■ TASK DETAILS: Put the records below into a Markdown table with the columns "Row" and "Line," giving each nonblank line its own numbered row. Leave the pictures out.

Records from a point annotation dataset
--*--

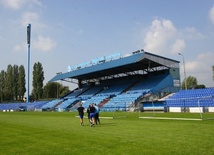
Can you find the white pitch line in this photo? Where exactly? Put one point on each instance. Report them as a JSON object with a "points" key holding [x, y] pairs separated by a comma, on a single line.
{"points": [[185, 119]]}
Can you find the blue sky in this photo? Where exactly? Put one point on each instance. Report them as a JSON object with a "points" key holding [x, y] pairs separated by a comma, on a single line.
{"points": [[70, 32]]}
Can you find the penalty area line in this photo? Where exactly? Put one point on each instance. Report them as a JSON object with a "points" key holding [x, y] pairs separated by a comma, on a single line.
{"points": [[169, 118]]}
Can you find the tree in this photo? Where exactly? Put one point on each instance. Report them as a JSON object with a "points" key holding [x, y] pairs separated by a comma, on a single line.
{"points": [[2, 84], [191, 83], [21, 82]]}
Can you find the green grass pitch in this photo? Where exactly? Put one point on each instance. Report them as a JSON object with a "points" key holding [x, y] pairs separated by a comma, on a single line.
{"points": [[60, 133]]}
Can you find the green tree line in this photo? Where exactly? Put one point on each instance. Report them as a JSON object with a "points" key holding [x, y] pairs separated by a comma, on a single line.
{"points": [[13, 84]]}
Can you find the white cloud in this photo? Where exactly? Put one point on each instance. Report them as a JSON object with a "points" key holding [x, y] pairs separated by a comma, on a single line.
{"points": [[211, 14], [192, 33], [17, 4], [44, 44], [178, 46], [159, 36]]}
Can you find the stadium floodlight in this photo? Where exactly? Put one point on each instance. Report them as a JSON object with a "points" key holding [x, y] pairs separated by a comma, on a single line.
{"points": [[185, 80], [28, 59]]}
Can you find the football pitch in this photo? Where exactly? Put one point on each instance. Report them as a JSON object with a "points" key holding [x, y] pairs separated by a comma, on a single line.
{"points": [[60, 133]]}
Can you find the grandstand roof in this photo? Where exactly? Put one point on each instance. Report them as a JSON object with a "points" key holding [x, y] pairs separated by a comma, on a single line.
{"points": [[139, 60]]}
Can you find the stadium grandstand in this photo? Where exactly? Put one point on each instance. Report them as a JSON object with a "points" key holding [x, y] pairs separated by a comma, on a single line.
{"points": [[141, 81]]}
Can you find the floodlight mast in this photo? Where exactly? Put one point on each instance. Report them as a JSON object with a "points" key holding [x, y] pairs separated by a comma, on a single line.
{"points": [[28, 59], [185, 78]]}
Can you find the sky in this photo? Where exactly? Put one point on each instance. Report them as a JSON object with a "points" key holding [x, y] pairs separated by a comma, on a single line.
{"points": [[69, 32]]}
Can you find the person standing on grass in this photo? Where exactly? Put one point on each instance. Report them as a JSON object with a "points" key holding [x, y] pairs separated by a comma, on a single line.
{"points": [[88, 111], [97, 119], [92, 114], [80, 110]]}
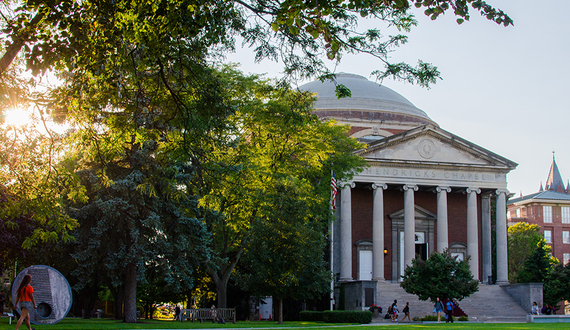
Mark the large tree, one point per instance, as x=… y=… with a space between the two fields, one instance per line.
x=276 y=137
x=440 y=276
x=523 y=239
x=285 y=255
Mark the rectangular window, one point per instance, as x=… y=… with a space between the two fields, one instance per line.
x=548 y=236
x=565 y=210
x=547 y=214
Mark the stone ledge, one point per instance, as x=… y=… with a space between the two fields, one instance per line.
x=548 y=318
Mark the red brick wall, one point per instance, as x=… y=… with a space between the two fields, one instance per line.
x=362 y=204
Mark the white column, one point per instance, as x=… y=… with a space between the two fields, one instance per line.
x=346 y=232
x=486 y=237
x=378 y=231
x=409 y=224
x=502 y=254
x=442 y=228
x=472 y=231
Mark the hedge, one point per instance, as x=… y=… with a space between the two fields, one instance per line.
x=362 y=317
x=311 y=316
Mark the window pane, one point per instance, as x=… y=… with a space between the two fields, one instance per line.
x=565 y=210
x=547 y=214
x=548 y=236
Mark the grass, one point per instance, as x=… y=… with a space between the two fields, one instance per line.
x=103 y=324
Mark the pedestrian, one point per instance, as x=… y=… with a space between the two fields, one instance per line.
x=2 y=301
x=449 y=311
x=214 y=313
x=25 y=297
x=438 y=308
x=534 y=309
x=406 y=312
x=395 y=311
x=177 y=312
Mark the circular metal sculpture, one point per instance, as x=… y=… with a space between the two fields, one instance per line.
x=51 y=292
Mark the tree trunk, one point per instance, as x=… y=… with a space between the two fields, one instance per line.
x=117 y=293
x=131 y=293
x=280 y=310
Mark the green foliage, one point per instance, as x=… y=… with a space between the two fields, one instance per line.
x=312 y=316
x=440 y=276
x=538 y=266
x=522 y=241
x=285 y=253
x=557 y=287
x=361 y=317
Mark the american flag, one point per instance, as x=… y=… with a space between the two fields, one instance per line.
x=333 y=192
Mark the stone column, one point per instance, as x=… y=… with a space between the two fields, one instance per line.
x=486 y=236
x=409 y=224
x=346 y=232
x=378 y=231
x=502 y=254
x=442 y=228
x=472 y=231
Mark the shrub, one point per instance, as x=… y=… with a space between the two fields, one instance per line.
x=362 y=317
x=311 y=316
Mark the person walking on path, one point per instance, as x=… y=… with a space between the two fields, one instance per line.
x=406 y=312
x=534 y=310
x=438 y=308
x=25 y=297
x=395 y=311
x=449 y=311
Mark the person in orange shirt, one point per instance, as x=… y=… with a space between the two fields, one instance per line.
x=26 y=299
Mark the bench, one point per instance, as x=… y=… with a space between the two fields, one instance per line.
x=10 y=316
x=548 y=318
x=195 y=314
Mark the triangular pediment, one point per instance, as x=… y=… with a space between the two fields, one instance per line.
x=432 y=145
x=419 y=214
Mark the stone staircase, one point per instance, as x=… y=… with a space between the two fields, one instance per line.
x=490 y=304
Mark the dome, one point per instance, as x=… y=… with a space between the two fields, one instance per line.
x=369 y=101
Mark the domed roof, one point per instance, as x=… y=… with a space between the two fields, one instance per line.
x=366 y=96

--*--

■ OUTPUT:
| Row | Line |
|---|---|
| 1 | Can you find the white pitch line in this photo? Where exactly? Put one point on each instance. Report them as a JSON object with a "points" key holding [x, y] pairs separated by a comma, on a single line. |
| 2 | {"points": [[185, 119]]} |
| 3 | Can you find the blue sky in this photo? Where exactly? Put one point on each instance. Report them as a JSON object with a "points" key holding [x, y] pairs separated by a comma, on a single line. |
| 4 | {"points": [[70, 32]]} |
| 5 | Can you find the penalty area line in this photo? Where exactly? Put one point on each instance. Report them as a JSON object with a "points" key holding [x, y] pairs separated by a comma, on a single line. |
| 6 | {"points": [[169, 118]]} |
| 7 | Can you find the tree in this photo? Where exactly? Put one point on each instance. Report them as a JSON object with a "points" key holding [x, y] pairs separated by a comma, on a single line. |
| 8 | {"points": [[2, 84], [191, 83], [21, 82]]} |
| 9 | Can you find the green grass pitch in this photo? Where exactly? Put one point on each instance. Report them as a JSON object with a "points" key holding [x, y] pairs separated by a comma, on a single line. |
| 10 | {"points": [[60, 133]]} |
| 11 | Can you find the green tree line in this photo? Where exactly? Put one point on each instance. Report them as a JSON object with a "points" key holding [x, y] pairs separated by a comma, on a single line. |
| 12 | {"points": [[13, 84]]} |
| 13 | Can you find the white cloud in this photo? Where exactly? Put one point on each instance. Report them as a JSON object with a "points" key holding [x, y] pairs separated by a comma, on a single line. |
| 14 | {"points": [[211, 14], [192, 33], [17, 4], [44, 44], [178, 46], [159, 36]]} |
| 15 | Can you find the stadium floodlight in this photo? Where exactly? Put one point on each instance. Report them as a JSON object with a "points" key holding [x, y] pairs separated by a comma, on a single line. |
| 16 | {"points": [[185, 80], [28, 59]]} |
| 17 | Can you find the football pitch in this photo? Where exactly? Put one point on each instance. Report them as a JSON object with a "points" key holding [x, y] pairs separated by a comma, on a single line. |
| 18 | {"points": [[60, 133]]} |
| 19 | Can you find the grandstand roof in this photo? Where exactly? Put one point on each instance. Report them as a JSON object with a "points" key holding [x, y] pairs separated by a comma, on a single line. |
| 20 | {"points": [[139, 60]]} |
| 21 | Can you find the stadium grandstand in this photo? Where exactly? Put one point on each instance. Report them as a JSON object with a "points" key holding [x, y] pairs separated by a comma, on a single line. |
| 22 | {"points": [[141, 81]]} |
| 23 | Can you find the floodlight mast in this photo? Where exactly? Put one point on each instance. Report them as a JSON object with a "points" key holding [x, y] pairs separated by a comma, on a single line. |
| 24 | {"points": [[28, 59], [185, 78]]} |
| 25 | Can you find the sky in this photo? Where exactly? Put one point on each instance. Report them as a JSON object with a "points" key holding [x, y] pairs separated by a comma, on a single line. |
| 26 | {"points": [[69, 32]]} |
| 27 | Can you find the person standing on grass in this photo? Where exactly? Put one point on each instance. Report them as a JSON object with a "points" key holding [x, y] pairs separated by a comma, on a single line. |
| 28 | {"points": [[88, 111], [97, 119], [92, 114], [80, 110]]} |
| 29 | Mark the large tree, one point per instance, as x=… y=… with a space between the two fields, one instance per line. |
| 30 | x=276 y=137 |
| 31 | x=440 y=276 |
| 32 | x=523 y=239 |
| 33 | x=285 y=255 |
| 34 | Mark the rectangular window, one point per instance, as x=… y=… with a space between the two fields, one instance per line. |
| 35 | x=548 y=236 |
| 36 | x=565 y=210 |
| 37 | x=547 y=214 |
| 38 | Mark the stone ledge, one point per instance, as x=… y=… with a space between the two fields, one instance per line. |
| 39 | x=548 y=318 |
| 40 | Mark the red brick wall, one point per instance, as x=… y=… with a space between the two fields, one instance per line. |
| 41 | x=362 y=204 |
| 42 | Mark the white column, one point per instance, as x=… y=… with a space between the two fields, one instance per line. |
| 43 | x=346 y=232 |
| 44 | x=486 y=237 |
| 45 | x=378 y=231 |
| 46 | x=409 y=224 |
| 47 | x=502 y=254 |
| 48 | x=442 y=228 |
| 49 | x=472 y=231 |
| 50 | Mark the hedge, one point per instance, as x=… y=… with a space between the two fields, one instance per line. |
| 51 | x=362 y=317 |
| 52 | x=311 y=316 |
| 53 | Mark the window pane, one point per instance, as x=… y=… with a space between the two fields, one instance per line. |
| 54 | x=565 y=210 |
| 55 | x=547 y=214 |
| 56 | x=548 y=236 |
| 57 | Mark the grass, one point per instance, as x=… y=… with a space between the two fields, one instance per line. |
| 58 | x=103 y=324 |
| 59 | Mark the pedestrian, one point per instance, as x=… y=… with a space between the two fields, one instance per line. |
| 60 | x=2 y=301 |
| 61 | x=449 y=311 |
| 62 | x=214 y=313 |
| 63 | x=25 y=297 |
| 64 | x=438 y=308 |
| 65 | x=534 y=309 |
| 66 | x=406 y=312 |
| 67 | x=395 y=311 |
| 68 | x=177 y=312 |
| 69 | Mark the circular metal sculpture, one point per instance, as x=… y=… with a space between the two fields, one instance per line. |
| 70 | x=51 y=292 |
| 71 | Mark the tree trunk, one point per instance, as x=… y=… with a space between the two fields, one instance per line. |
| 72 | x=117 y=293 |
| 73 | x=131 y=293 |
| 74 | x=280 y=310 |
| 75 | Mark the green foliage, one point per instance, as x=… y=… with a space between the two fields, one instance per line. |
| 76 | x=312 y=316 |
| 77 | x=440 y=276 |
| 78 | x=538 y=266 |
| 79 | x=522 y=241 |
| 80 | x=285 y=253 |
| 81 | x=557 y=287 |
| 82 | x=361 y=317 |
| 83 | Mark the american flag, one point per instance, as x=… y=… with a space between the two fields, one instance per line. |
| 84 | x=333 y=192 |
| 85 | Mark the stone column, one point per instance, as x=… y=… with a space between the two fields, one instance per line. |
| 86 | x=486 y=236 |
| 87 | x=409 y=224 |
| 88 | x=346 y=232 |
| 89 | x=378 y=231 |
| 90 | x=502 y=254 |
| 91 | x=442 y=228 |
| 92 | x=472 y=231 |
| 93 | Mark the shrub, one point per instance, as x=… y=… with a space between the two fields, one instance per line. |
| 94 | x=362 y=317 |
| 95 | x=311 y=316 |
| 96 | Mark the person walking on path, one point per instance, as x=… y=… with a space between the two fields, one instance per line. |
| 97 | x=406 y=312 |
| 98 | x=534 y=310 |
| 99 | x=438 y=308 |
| 100 | x=25 y=297 |
| 101 | x=395 y=311 |
| 102 | x=449 y=311 |
| 103 | Mark the person in orange shirt, one point per instance, as x=… y=… with a space between the two fields, one instance per line. |
| 104 | x=26 y=299 |
| 105 | Mark the bench, one point per instance, as x=… y=… with a space between the two fields, one instance per line. |
| 106 | x=10 y=316 |
| 107 | x=548 y=318 |
| 108 | x=195 y=314 |
| 109 | Mark the triangular pediment, one point per instance, as x=… y=… with a space between the two fields, one instance per line. |
| 110 | x=432 y=145 |
| 111 | x=419 y=214 |
| 112 | Mark the stone staircase, one point per instance, as x=… y=… with a space between the two fields, one instance per line. |
| 113 | x=490 y=304 |
| 114 | Mark the dome, one point per instance, as x=… y=… with a space between the two fields, one instance per line. |
| 115 | x=369 y=101 |
| 116 | Mark the domed roof, one point per instance, as x=… y=… with a space between the two fields, one instance per line. |
| 117 | x=366 y=96 |